## EXERCISE DESCRIPTION
Below are records. Return each one exactly as written.

*** Opening DATA EXCERPTS ***

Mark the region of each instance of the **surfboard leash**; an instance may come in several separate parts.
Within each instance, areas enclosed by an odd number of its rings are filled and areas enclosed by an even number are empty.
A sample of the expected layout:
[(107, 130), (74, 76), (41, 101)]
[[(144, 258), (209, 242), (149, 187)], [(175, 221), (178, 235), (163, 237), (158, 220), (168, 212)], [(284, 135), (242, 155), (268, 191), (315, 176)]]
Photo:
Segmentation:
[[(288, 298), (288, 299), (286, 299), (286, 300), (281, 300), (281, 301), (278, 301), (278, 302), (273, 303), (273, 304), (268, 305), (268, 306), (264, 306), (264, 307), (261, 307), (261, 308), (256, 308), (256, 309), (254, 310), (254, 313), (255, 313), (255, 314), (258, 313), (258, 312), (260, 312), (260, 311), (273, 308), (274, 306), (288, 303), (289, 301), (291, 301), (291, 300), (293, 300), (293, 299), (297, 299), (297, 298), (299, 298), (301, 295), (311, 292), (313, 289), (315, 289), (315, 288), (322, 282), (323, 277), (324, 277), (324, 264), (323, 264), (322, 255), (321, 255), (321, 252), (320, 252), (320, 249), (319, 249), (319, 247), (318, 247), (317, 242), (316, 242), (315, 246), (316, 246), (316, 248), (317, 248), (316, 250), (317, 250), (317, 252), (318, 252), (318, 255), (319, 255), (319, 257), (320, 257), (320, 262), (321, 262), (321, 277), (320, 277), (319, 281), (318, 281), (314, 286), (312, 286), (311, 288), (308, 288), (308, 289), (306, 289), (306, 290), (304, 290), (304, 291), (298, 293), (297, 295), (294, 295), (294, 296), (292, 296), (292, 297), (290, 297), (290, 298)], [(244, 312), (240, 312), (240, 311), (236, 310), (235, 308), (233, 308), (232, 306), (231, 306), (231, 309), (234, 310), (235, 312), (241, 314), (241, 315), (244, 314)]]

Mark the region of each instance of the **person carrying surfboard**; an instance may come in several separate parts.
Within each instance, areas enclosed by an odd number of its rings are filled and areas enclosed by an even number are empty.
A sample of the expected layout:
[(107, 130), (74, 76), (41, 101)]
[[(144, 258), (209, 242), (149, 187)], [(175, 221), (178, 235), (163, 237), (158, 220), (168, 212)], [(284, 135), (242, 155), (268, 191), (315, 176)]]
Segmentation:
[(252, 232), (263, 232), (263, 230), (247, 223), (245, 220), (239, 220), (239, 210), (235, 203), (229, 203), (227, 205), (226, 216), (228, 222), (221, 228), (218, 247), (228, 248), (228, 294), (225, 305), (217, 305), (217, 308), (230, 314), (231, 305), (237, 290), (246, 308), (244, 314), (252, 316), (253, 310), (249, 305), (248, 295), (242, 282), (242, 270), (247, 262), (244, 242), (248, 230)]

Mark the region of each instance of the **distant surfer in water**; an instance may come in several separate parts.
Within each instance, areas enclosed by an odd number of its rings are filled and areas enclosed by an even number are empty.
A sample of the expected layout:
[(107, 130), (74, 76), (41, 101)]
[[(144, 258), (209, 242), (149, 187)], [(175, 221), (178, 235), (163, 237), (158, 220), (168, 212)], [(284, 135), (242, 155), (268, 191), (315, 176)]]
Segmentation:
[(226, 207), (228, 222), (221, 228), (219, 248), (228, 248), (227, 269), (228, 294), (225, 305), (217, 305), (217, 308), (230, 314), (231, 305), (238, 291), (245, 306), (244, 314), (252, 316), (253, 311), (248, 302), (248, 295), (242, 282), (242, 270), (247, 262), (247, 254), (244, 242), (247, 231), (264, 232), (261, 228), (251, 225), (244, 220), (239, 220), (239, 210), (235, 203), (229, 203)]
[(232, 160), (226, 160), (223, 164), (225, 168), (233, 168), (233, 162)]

*** Closing DATA EXCERPTS ***

## WRITTEN REPLY
Mark the region of each instance of the **surfboard leash**; an instance may come in several separate parts.
Within each instance, areas enclosed by an odd number of its rings are filled and areas enclosed by an even number are empty.
A sample of the expected layout:
[(107, 130), (74, 76), (41, 101)]
[[(144, 258), (209, 242), (149, 187)], [(175, 221), (178, 235), (163, 237), (158, 220), (168, 212)], [(284, 135), (242, 155), (268, 191), (315, 176)]]
Photo:
Segmentation:
[[(288, 298), (288, 299), (286, 299), (286, 300), (281, 300), (281, 301), (278, 301), (278, 302), (273, 303), (273, 304), (268, 305), (268, 306), (264, 306), (264, 307), (261, 307), (261, 308), (256, 308), (256, 309), (254, 310), (254, 313), (255, 313), (255, 314), (258, 313), (258, 312), (260, 312), (260, 311), (273, 308), (274, 306), (288, 303), (289, 301), (291, 301), (291, 300), (293, 300), (293, 299), (297, 299), (297, 298), (299, 298), (301, 295), (311, 292), (313, 289), (315, 289), (315, 288), (322, 282), (323, 277), (324, 277), (324, 264), (323, 264), (322, 255), (321, 255), (321, 252), (320, 252), (320, 249), (319, 249), (319, 247), (318, 247), (317, 242), (316, 242), (315, 246), (316, 246), (316, 248), (317, 248), (316, 250), (317, 250), (317, 252), (318, 252), (318, 255), (319, 255), (319, 257), (320, 257), (320, 262), (321, 262), (321, 277), (320, 277), (319, 281), (318, 281), (314, 286), (312, 286), (311, 288), (308, 288), (308, 289), (306, 289), (306, 290), (304, 290), (304, 291), (298, 293), (297, 295), (294, 295), (294, 296), (292, 296), (292, 297), (290, 297), (290, 298)], [(244, 312), (240, 312), (240, 311), (236, 310), (235, 308), (233, 308), (232, 306), (231, 306), (231, 309), (234, 310), (235, 312), (241, 314), (241, 315), (244, 314)]]

Mark the region of each instance of the **person carrying surfboard**; an instance may come in several separate parts.
Within each instance, areas enclosed by an odd number of its rings are filled and areas enclosed by an even number are empty.
A sample of the expected layout:
[(107, 130), (74, 76), (41, 101)]
[[(144, 258), (209, 242), (149, 187)], [(175, 221), (178, 235), (163, 237), (158, 220), (168, 212)], [(284, 135), (242, 155), (268, 191), (315, 176)]]
Segmentation:
[(252, 232), (263, 232), (263, 230), (247, 223), (245, 220), (239, 220), (239, 210), (235, 203), (229, 203), (227, 205), (226, 216), (228, 222), (221, 228), (218, 247), (228, 248), (228, 294), (225, 305), (217, 305), (217, 308), (230, 314), (231, 305), (237, 290), (246, 308), (244, 314), (252, 316), (253, 310), (249, 305), (248, 295), (242, 282), (242, 270), (247, 262), (244, 242), (248, 230)]

Mark the region of each instance of the **distant surfer in water**; an instance may come in several separate parts.
Within each instance, areas enclosed by an odd number of its rings are filled and areas enclosed by an even number are empty.
A sample of the expected layout:
[(107, 130), (74, 76), (41, 101)]
[[(144, 258), (209, 242), (149, 187)], [(175, 221), (178, 235), (163, 237), (158, 220), (168, 212)], [(284, 135), (242, 155), (268, 191), (315, 176)]]
Segmentation:
[(226, 207), (228, 222), (221, 228), (219, 248), (228, 248), (227, 269), (228, 294), (225, 305), (217, 305), (217, 308), (230, 314), (231, 305), (238, 291), (245, 306), (244, 314), (252, 316), (253, 311), (248, 302), (248, 295), (242, 282), (242, 270), (247, 262), (247, 254), (244, 242), (247, 231), (264, 232), (261, 228), (251, 225), (244, 220), (239, 220), (239, 210), (235, 203), (229, 203)]
[(232, 160), (226, 160), (223, 164), (225, 168), (233, 168), (233, 162)]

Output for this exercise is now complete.